>> START LISTED ENTRIES

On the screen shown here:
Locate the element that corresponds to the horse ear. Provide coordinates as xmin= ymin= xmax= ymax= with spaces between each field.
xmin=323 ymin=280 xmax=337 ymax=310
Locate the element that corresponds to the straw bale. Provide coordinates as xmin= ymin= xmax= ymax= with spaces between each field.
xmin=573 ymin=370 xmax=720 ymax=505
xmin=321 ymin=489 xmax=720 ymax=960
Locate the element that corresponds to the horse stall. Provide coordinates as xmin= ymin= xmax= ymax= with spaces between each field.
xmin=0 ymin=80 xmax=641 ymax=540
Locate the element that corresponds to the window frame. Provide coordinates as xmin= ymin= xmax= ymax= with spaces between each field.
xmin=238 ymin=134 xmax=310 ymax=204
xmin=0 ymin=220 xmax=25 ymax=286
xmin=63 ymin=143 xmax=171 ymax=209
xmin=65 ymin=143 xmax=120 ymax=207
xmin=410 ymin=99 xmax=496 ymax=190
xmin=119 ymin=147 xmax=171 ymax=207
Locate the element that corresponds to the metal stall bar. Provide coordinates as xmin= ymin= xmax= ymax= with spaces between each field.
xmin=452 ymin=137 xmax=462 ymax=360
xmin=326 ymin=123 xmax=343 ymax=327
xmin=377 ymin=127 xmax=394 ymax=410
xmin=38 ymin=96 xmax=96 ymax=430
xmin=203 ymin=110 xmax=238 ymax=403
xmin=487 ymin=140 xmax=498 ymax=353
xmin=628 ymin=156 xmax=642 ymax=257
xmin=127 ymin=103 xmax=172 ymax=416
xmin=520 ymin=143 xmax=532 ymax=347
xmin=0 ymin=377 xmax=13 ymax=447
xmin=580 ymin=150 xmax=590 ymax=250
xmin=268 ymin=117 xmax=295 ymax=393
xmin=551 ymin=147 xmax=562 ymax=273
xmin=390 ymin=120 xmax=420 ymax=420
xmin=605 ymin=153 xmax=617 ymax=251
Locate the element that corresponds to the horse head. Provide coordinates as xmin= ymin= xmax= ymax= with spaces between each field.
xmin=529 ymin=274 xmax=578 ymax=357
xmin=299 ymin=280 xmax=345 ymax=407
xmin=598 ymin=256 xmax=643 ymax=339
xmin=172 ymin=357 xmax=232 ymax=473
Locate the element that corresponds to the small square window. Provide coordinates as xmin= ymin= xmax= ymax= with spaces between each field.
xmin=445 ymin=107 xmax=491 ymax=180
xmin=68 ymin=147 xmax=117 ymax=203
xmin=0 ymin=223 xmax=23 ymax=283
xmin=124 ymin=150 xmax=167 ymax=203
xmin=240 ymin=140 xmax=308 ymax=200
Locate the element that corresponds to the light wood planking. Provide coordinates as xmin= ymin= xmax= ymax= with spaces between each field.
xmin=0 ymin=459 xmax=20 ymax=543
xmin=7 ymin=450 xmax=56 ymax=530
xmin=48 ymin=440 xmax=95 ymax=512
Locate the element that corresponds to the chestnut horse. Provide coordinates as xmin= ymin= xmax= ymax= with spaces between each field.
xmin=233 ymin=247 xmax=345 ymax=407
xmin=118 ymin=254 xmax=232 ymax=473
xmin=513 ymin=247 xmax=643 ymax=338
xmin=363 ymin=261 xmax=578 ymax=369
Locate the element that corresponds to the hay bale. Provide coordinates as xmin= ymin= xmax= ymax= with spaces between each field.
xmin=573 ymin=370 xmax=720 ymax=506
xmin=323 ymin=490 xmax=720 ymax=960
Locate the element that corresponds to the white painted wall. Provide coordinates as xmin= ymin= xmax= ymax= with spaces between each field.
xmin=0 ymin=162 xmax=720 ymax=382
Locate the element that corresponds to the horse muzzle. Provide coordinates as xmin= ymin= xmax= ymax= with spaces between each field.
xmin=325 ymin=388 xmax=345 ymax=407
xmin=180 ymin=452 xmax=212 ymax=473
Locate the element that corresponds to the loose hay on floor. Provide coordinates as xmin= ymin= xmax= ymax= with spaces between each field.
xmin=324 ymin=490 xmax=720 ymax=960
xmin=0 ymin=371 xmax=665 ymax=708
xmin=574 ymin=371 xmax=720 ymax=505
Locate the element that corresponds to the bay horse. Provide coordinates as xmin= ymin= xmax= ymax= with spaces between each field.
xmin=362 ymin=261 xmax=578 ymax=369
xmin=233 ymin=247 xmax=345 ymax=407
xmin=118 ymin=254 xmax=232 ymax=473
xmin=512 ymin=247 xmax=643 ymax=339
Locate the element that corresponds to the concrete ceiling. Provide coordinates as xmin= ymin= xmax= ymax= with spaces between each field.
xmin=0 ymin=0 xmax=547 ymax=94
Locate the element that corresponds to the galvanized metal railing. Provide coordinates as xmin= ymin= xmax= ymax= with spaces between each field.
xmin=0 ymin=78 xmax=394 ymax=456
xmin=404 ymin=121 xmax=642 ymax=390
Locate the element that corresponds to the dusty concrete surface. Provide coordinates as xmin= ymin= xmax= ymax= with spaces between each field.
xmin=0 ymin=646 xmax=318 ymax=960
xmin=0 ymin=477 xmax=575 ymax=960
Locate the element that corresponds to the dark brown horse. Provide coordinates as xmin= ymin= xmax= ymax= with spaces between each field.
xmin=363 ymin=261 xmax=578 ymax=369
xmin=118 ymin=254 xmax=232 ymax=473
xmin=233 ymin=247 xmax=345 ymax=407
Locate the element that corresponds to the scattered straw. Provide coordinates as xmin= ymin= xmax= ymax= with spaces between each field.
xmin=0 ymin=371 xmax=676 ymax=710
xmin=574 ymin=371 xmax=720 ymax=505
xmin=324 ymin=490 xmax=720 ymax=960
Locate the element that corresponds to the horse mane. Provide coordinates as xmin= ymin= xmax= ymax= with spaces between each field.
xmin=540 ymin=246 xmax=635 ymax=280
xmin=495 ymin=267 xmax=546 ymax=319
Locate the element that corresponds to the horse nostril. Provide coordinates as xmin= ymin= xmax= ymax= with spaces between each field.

>> END LISTED ENTRIES

TO DO — Reproduce the records with every "metal stall bar" switched to "iron stall bar", leaving everything else untouched.

TASK SOLUTION —
On the screen shown here:
Locate the element that corresponds to the horse ear. Provide coordinates as xmin= ymin= xmax= ymax= with spaces between each field.
xmin=323 ymin=280 xmax=337 ymax=310
Locate the element that corresponds to the straw bale. Provide coordinates as xmin= ymin= xmax= ymax= with spaces between each field.
xmin=573 ymin=370 xmax=720 ymax=505
xmin=321 ymin=489 xmax=720 ymax=960
Locate the element that corresponds to the horse stall. Provide coordinates as xmin= ymin= xmax= ymax= with spaces between each field.
xmin=0 ymin=80 xmax=641 ymax=540
Locate the element that corresponds to the window frame. Provide coordinates as xmin= ymin= xmax= ymax= with spaces between each field.
xmin=238 ymin=134 xmax=310 ymax=204
xmin=0 ymin=220 xmax=25 ymax=286
xmin=63 ymin=143 xmax=171 ymax=209
xmin=65 ymin=143 xmax=120 ymax=207
xmin=410 ymin=99 xmax=496 ymax=190
xmin=119 ymin=147 xmax=171 ymax=207
Locate the element that corresponds to the iron stall bar. Provide coordinates as xmin= ymin= xmax= ymax= with spaces between each field.
xmin=452 ymin=137 xmax=462 ymax=360
xmin=326 ymin=123 xmax=343 ymax=327
xmin=377 ymin=127 xmax=394 ymax=410
xmin=38 ymin=96 xmax=96 ymax=430
xmin=203 ymin=110 xmax=238 ymax=403
xmin=487 ymin=140 xmax=498 ymax=353
xmin=628 ymin=156 xmax=642 ymax=257
xmin=127 ymin=103 xmax=172 ymax=416
xmin=520 ymin=143 xmax=532 ymax=347
xmin=0 ymin=377 xmax=13 ymax=447
xmin=580 ymin=150 xmax=590 ymax=250
xmin=268 ymin=117 xmax=295 ymax=393
xmin=551 ymin=147 xmax=562 ymax=273
xmin=390 ymin=120 xmax=420 ymax=420
xmin=605 ymin=153 xmax=617 ymax=251
Locate the element that corresponds to the horse head. Provide coordinates as xmin= ymin= xmax= ymax= with spaces between each field.
xmin=529 ymin=274 xmax=578 ymax=357
xmin=299 ymin=280 xmax=345 ymax=407
xmin=598 ymin=256 xmax=643 ymax=339
xmin=172 ymin=357 xmax=232 ymax=473
Locate the element that corresponds to the small square window. Provide coordinates as xmin= ymin= xmax= ymax= with spaces between each field.
xmin=445 ymin=107 xmax=491 ymax=180
xmin=68 ymin=147 xmax=117 ymax=203
xmin=0 ymin=223 xmax=23 ymax=283
xmin=124 ymin=150 xmax=167 ymax=203
xmin=240 ymin=140 xmax=308 ymax=200
Locate the element that corresponds to the light wood planking. Provide coordinates as xmin= ymin= xmax= ymax= with spaces between each field.
xmin=0 ymin=459 xmax=20 ymax=543
xmin=7 ymin=450 xmax=56 ymax=530
xmin=48 ymin=440 xmax=95 ymax=512
Locate the element that corresponds to the chestnut horse. Provide coordinates as xmin= ymin= xmax= ymax= with spaces between each field.
xmin=233 ymin=247 xmax=345 ymax=407
xmin=118 ymin=254 xmax=232 ymax=473
xmin=513 ymin=247 xmax=643 ymax=338
xmin=363 ymin=261 xmax=578 ymax=369
Locate the element that corresponds to the hay bale. Provide coordinates as xmin= ymin= xmax= ymax= with spaces between each field.
xmin=573 ymin=370 xmax=720 ymax=506
xmin=323 ymin=490 xmax=720 ymax=960
Locate the element that corresponds to the white painted wall. Provide coordinates as xmin= ymin= xmax= ymax= with spaces between each field.
xmin=0 ymin=162 xmax=720 ymax=382
Locate the element that corresponds to the horse muzzle. Provide coordinates as xmin= ymin= xmax= ymax= with spaces between each field.
xmin=325 ymin=388 xmax=345 ymax=407
xmin=180 ymin=452 xmax=212 ymax=473
Locate the element that corresponds to the loose hay on floor. Provide coordinates as xmin= ymin= xmax= ymax= with spaces between each field.
xmin=324 ymin=490 xmax=720 ymax=960
xmin=0 ymin=371 xmax=665 ymax=708
xmin=574 ymin=371 xmax=720 ymax=505
Locate the element that corresponds to the bay horse. Provide coordinates as xmin= ymin= xmax= ymax= with spaces between each field.
xmin=362 ymin=261 xmax=578 ymax=369
xmin=233 ymin=247 xmax=345 ymax=407
xmin=118 ymin=254 xmax=232 ymax=473
xmin=512 ymin=247 xmax=643 ymax=339
Locate the element that corresponds to the concrete ceiling. Provide coordinates as xmin= ymin= xmax= ymax= with spaces between each field.
xmin=0 ymin=0 xmax=547 ymax=94
Locate the element that corresponds to the galvanized metal railing. Provide coordinates as xmin= ymin= xmax= ymax= with spaces between each field.
xmin=0 ymin=78 xmax=394 ymax=456
xmin=404 ymin=121 xmax=642 ymax=390
Locate the element that corresponds to the dusty concrete surface. Provide coordinates as xmin= ymin= xmax= ymax= with spaces between each field.
xmin=0 ymin=646 xmax=318 ymax=960
xmin=0 ymin=477 xmax=575 ymax=960
Locate the element that corresponds to the dark brown horse. Provide coordinates as xmin= ymin= xmax= ymax= with spaces between each field.
xmin=363 ymin=261 xmax=578 ymax=369
xmin=118 ymin=254 xmax=232 ymax=473
xmin=233 ymin=247 xmax=345 ymax=407
Locate the element that corresponds to the scattered straw. Provide coordinates as xmin= ymin= xmax= ymax= with spaces between each field.
xmin=0 ymin=371 xmax=676 ymax=710
xmin=574 ymin=371 xmax=720 ymax=505
xmin=324 ymin=490 xmax=720 ymax=960
Locate the element that corresponds to the horse mane. Provide coordinates as xmin= ymin= xmax= ymax= with spaces between each field.
xmin=540 ymin=246 xmax=635 ymax=280
xmin=495 ymin=267 xmax=546 ymax=319
Locate the element that corresponds to the horse nostril. Provide coordinates as xmin= ymin= xmax= ymax= with spaces between each field.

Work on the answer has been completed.